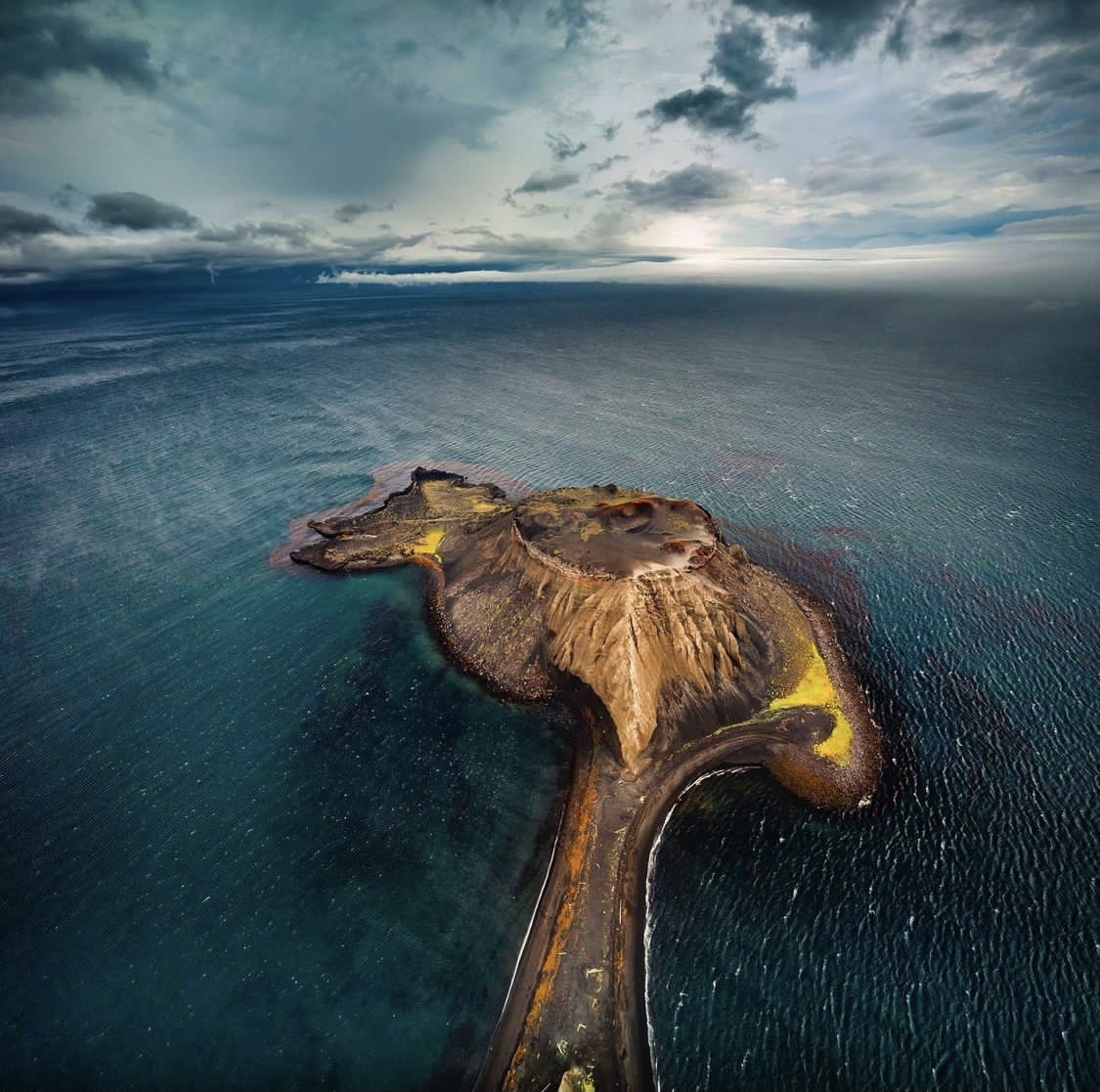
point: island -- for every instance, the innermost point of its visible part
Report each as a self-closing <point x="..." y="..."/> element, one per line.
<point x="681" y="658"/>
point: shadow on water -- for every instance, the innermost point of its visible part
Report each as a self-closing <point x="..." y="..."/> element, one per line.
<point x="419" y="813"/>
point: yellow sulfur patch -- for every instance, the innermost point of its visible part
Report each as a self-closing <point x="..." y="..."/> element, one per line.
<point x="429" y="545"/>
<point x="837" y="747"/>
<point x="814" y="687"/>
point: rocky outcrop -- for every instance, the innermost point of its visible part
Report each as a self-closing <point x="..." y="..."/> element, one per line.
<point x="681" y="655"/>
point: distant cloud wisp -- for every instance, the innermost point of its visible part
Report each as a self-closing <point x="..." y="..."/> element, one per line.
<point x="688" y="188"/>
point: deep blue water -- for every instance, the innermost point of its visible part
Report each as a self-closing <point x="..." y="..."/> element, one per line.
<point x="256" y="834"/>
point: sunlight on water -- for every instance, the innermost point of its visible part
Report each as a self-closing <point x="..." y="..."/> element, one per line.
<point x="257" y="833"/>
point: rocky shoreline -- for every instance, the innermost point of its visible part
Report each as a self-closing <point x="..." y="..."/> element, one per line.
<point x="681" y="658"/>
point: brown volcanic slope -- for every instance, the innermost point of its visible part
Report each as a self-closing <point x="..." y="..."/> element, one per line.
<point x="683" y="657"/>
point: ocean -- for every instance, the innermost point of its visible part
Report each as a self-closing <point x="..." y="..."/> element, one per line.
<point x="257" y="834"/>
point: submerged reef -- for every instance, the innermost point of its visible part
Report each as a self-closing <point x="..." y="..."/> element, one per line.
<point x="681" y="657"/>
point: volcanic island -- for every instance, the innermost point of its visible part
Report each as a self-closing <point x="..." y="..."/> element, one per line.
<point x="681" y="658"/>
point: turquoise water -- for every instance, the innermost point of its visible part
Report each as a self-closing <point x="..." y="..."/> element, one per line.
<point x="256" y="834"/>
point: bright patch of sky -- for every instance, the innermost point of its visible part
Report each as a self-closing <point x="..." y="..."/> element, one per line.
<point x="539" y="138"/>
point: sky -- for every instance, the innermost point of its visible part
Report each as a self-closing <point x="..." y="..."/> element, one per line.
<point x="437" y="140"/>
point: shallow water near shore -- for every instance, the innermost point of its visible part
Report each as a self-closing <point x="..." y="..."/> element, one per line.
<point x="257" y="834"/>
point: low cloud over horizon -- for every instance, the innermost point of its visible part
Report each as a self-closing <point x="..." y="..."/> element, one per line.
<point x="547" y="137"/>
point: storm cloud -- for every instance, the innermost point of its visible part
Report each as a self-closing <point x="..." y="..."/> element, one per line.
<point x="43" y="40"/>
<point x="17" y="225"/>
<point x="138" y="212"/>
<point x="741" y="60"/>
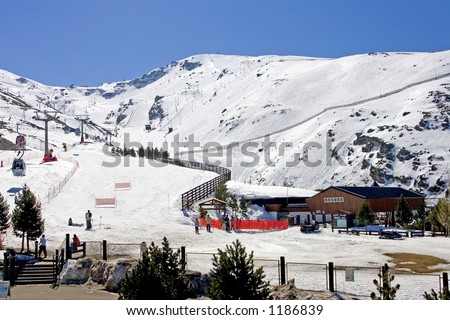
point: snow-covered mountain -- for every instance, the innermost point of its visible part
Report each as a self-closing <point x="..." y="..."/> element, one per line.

^^^^^^^^^^^^^^^^

Could you restate the material word for word, skipping any pictures it holds?

point: island -- for every instance, the innermost point of its visible part
Report each as a self-closing <point x="..." y="..."/> element, one per line.
<point x="681" y="658"/>
point: shadow on water -- for every instance, the innermost point of its visible part
Report each as a self-closing <point x="..." y="..."/> element, one per line.
<point x="419" y="813"/>
point: yellow sulfur patch -- for every instance, the innermost point of its visible part
Report each as a self-closing <point x="..." y="..."/> element, one per line.
<point x="429" y="545"/>
<point x="837" y="747"/>
<point x="814" y="687"/>
point: rocky outcrop -- for every instance, the innermost point of its visible part
Report each as a self-closing <point x="..." y="..."/> element, one per line.
<point x="681" y="655"/>
point: distant cloud wisp -- for every instance, the innermost point of its visible part
Report each as a self-closing <point x="..." y="..."/> element, one per line.
<point x="688" y="188"/>
point: deep blue water -- for every instance, the innermost point of its visible part
Report each as a self-closing <point x="..." y="..."/> element, one per line.
<point x="256" y="834"/>
point: sunlight on water -- for every instance, the innermost point of its visible part
Report each as a self-closing <point x="..." y="..."/> element, one per line.
<point x="257" y="833"/>
point: rocky shoreline -- for every instance, the innermost point of its visible part
Report each as a self-closing <point x="..." y="..."/> element, one per line.
<point x="681" y="658"/>
point: brown volcanic slope -- for every instance, the innermost point of its visible part
Report each as a self-closing <point x="..." y="..."/> element, one per line.
<point x="683" y="657"/>
point: ocean -- for every instance, the innermost point of its visible part
Report each as a self-closing <point x="..." y="..."/> element, one per line.
<point x="257" y="834"/>
point: submerged reef -- for every instance, the innermost point of its visible part
Report each as a self-closing <point x="..." y="..."/> element, one per line.
<point x="681" y="657"/>
point: volcanic island -- for every instance, the innermost point of its visible part
Report each as a self-closing <point x="..." y="..."/> element, one per line.
<point x="681" y="658"/>
point: turquoise water -- for every instance, the innermost point of its visible part
Report each as a self-closing <point x="..." y="..."/> element, one per line.
<point x="256" y="834"/>
point: bright patch of sky -- for every instance, the innermost point of its visible part
Report each as a self-closing <point x="..." y="..."/> element, one per line.
<point x="539" y="138"/>
point: sky -- for every instance, the innermost point of its visible part
Report each as a self-closing <point x="..." y="..."/> element, one per line.
<point x="437" y="140"/>
point: shallow water near shore -- for every instance, the innermost point of its visible part
Report each as a self-closing <point x="..." y="..."/> element, one per line.
<point x="257" y="834"/>
point: low cloud over horizon -- for every instance, the innermost point of its visible part
Report each as a self-closing <point x="..." y="..."/> element, one per line.
<point x="547" y="137"/>
point: storm cloud -- for every instance, the innermost point of its visible part
Report each as a self-closing <point x="..." y="..."/> element, one per line.
<point x="43" y="40"/>
<point x="17" y="225"/>
<point x="138" y="212"/>
<point x="741" y="60"/>
point: snow-covered mountain -- for every instance, the innermost point of its visible part
Report each as a self-closing <point x="..." y="..."/> element, one per line.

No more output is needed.